_Problem set_.
**A)** Rewrite the fully connected layer kernel text between "The kernel also" and "internal handle. More...", inclusive, with "feature map matrix" replaced by "input matrix".
**B)** State how many lines of the records contain the string "bride", with case counting, and give only the number.

_Excerpt_.
Kernel provides compute functionality of Fully Connected Layer: \( Y^T = X^T \times H^T + B^T\).
Kernel requires feature map ( \( X^T \)), coefficients ( \( H^T \)), and bias ( \( B^T \)) to be available in memory
8- and 16-bit datatypes supported
Supported datatypes for feature map are 8- and 16-bit signed or unsigned
Supported datatypes for coefficients are 8- and 16-bit signed
Supported datatypes for bias are 32- and 64-bit signed
Supported datatypes for output are 8- and 16-bit signed or unsigned
This kernel requires specific data arrangement for the kernel matrix to alleviate bank conflicts in L2 when performing DMA transfers in conjunction to execution of this kernel
Desired physical bank-access pattern for SEs and DMA in L2 is {0,0,1,1,2,2,3,3,0,0,1,1,2,2,3,3, ...}
Re-ordering functionality of MMALIB_CNN_fullyConnectedBias_ixX_ixX_oxX_reorderWeights may be used
Below figure shows two examples where MMALIB_CNN_fullyConnected_ixX_ixX_oxX_InitArgs.Ni (512); Number of output features = 128 or 104
Filter Coefficient Buffer
Three buffers of type MMALIB_bufParams2D_t : src0 \( \rightarrow X^T \); src1 \( \rightarrow H^T \); src2 \( \rightarrow B^T \), and dst \( \rightarrow Y^T \)
The kernel also supports cases when parameter or feature map matrix does not fit in L2 memory
int32_t MMALIB_CNN_fullyConnectedBias_ixX_ixX_oxX_getHandleSize (MMALIB_CNN_fullyConnectedBias_ixX_ixX_oxX_InitArgs *pKerInitArgs)
This is a query function to return the size of internal handle. More...
MMALIB_STATUS MMALIB_CNN_fullyConnectedBias_ixX_ixX_oxX_init (MMALIB_kernelHandle handle, const MMALIB_bufParams2D_t *src0_addr, const MMALIB_bufParams2D_t *src1_addr, const MMALIB_bufParams1D_t *src2_addr, const MMALIB_bufParams1D_t *src3_addr, const MMALIB_bufParams2D_t *dst_addr, const MMALIB_CNN_fullyConnectedBias_ixX_ixX_oxX_InitArgs *pKerInitArgs)
This function call is required to initialize the handle. In this function most of the one time operations are performed and results are stored in the handle. More...
MMALIB_STATUS MMALIB_CNN_fullyConnectedBias_ixX_ixX_oxX_init_checkParams (MMALIB_kernelHandle handle, const MMALIB_bufParams2D_t *src0_addr, const MMALIB_bufParams2D_t *src1_addr, const MMALIB_bufParams1D_t *src2_addr, const MMALIB_bufParams2D_t *dst_addr, const MMALIB_CNN_fullyConnectedBias_ixX_ixX_oxX_InitArgs *pKerInitArgs)
This function checks the parameters and should be called before kernel execution. It can be called once. More...
MMALIB_STATUS MMALIB_CNN_fullyConnectedBias_ixX_ixX_oxX_exec (MMALIB_kernelHandle handle, const void *src0, const void *src1, const void *src2, const void *src3, const void *src4, void *dst, const MMALIB_CNN_fullyConnectedBias_ixX_ixX_oxX_ExecInArgs *pKerExecInArgs, MMALIB_CNN_fullyConnectedBias_ixX_ixX_oxX_ExecOutArgs *pKerExecOutArgs)

_Given data_.
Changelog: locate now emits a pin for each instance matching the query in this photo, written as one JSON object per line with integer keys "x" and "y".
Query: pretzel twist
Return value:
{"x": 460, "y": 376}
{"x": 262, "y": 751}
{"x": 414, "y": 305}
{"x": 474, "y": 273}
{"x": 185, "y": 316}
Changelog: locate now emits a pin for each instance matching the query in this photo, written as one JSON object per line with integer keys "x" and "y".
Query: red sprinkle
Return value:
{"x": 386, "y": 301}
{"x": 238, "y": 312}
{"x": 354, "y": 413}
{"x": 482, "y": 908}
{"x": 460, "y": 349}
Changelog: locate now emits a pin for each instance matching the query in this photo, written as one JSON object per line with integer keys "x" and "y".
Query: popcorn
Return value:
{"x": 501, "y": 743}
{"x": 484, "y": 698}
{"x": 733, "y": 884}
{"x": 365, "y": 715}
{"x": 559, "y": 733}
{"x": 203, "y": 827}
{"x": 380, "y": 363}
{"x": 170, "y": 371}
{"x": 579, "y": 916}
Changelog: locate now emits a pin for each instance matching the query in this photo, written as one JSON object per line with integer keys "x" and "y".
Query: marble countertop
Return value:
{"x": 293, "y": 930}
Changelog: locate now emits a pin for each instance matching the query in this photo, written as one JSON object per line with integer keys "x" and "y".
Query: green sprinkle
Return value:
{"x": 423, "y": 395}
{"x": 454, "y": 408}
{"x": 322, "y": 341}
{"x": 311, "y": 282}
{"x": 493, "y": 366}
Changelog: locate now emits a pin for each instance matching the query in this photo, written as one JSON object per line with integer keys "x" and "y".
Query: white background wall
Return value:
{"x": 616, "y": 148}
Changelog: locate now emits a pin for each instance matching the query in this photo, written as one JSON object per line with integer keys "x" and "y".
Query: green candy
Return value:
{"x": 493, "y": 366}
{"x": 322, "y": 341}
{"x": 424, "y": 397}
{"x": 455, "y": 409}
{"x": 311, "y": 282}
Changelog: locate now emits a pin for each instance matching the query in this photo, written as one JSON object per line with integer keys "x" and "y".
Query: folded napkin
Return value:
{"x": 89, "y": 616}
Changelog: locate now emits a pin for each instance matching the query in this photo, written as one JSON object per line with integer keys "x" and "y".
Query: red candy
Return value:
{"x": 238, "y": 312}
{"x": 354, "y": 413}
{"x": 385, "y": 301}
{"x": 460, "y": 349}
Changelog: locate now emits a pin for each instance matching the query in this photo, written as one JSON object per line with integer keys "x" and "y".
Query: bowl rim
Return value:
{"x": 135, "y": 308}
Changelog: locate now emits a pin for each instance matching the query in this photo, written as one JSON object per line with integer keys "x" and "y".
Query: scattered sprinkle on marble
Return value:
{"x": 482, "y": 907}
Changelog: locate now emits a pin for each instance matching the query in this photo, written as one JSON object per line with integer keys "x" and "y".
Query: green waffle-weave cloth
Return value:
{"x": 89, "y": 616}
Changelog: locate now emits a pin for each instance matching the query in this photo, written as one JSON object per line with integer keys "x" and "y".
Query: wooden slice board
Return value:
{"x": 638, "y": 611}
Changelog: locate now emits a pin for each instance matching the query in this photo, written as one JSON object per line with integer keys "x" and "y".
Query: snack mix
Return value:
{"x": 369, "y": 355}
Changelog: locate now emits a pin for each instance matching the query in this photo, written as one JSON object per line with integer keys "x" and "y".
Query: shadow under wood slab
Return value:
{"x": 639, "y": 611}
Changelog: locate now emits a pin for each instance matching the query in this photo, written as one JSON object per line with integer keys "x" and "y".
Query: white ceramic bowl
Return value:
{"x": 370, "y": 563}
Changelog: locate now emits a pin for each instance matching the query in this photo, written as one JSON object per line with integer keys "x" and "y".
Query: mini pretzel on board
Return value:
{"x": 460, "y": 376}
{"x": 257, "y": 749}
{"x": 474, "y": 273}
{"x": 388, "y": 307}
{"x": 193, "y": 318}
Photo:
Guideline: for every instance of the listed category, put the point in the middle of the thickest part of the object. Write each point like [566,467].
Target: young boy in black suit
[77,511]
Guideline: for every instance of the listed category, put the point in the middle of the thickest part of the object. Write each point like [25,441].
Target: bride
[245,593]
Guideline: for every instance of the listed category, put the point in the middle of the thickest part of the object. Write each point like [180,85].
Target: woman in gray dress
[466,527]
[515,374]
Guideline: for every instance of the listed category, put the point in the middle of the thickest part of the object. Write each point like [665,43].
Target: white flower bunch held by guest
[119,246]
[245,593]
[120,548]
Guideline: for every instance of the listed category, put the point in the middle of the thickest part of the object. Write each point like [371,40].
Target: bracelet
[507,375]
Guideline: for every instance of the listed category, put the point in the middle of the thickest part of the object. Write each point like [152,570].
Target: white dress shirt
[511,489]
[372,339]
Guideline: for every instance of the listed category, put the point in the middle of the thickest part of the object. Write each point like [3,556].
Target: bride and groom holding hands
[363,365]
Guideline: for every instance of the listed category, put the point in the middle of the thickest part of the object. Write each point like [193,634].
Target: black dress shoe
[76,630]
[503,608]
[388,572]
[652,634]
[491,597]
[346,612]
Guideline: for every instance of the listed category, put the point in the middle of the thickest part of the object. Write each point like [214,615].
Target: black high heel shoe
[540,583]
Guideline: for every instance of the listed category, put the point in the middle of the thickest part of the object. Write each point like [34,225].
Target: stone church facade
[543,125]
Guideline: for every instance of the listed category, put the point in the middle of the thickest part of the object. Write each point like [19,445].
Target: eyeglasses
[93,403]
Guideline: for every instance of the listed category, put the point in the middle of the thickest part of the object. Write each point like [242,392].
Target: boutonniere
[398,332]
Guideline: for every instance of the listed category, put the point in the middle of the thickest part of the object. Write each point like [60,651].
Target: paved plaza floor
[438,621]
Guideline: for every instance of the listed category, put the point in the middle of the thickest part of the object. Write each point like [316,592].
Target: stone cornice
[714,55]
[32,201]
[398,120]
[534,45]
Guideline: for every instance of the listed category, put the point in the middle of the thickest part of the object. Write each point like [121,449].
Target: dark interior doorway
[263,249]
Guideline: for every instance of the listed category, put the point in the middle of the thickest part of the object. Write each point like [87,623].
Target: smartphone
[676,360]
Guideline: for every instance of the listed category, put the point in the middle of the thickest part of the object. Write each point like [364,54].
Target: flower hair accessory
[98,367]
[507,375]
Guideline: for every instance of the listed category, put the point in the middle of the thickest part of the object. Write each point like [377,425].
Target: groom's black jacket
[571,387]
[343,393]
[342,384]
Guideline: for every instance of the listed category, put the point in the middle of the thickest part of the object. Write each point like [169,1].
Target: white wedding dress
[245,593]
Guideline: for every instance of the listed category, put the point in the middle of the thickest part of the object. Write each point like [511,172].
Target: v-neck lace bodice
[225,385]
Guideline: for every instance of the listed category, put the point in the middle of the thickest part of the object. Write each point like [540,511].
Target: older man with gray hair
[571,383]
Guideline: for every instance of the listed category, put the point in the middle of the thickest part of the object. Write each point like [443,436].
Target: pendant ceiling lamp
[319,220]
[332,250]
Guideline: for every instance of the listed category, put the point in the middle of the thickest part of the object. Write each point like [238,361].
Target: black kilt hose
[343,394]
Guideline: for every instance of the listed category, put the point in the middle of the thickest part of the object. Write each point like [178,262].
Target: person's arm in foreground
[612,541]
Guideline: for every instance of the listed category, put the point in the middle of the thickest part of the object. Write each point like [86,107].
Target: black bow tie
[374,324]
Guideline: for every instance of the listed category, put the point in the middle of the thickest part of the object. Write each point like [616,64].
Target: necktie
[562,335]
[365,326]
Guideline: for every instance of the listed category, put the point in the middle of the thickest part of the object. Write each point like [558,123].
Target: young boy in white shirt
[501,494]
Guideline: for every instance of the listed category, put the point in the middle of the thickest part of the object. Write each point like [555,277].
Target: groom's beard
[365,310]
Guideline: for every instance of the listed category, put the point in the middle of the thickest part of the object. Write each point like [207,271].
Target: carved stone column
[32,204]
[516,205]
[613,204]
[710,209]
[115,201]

_Written responses_.
**A)**
The kernel also supports cases when parameter or input matrix does not fit in L2 memory
int32_t MMALIB_CNN_fullyConnectedBias_ixX_ixX_oxX_getHandleSize (MMALIB_CNN_fullyConnectedBias_ixX_ixX_oxX_InitArgs *pKerInitArgs)
This is a query function to return the size of internal handle. More...

**B)** 2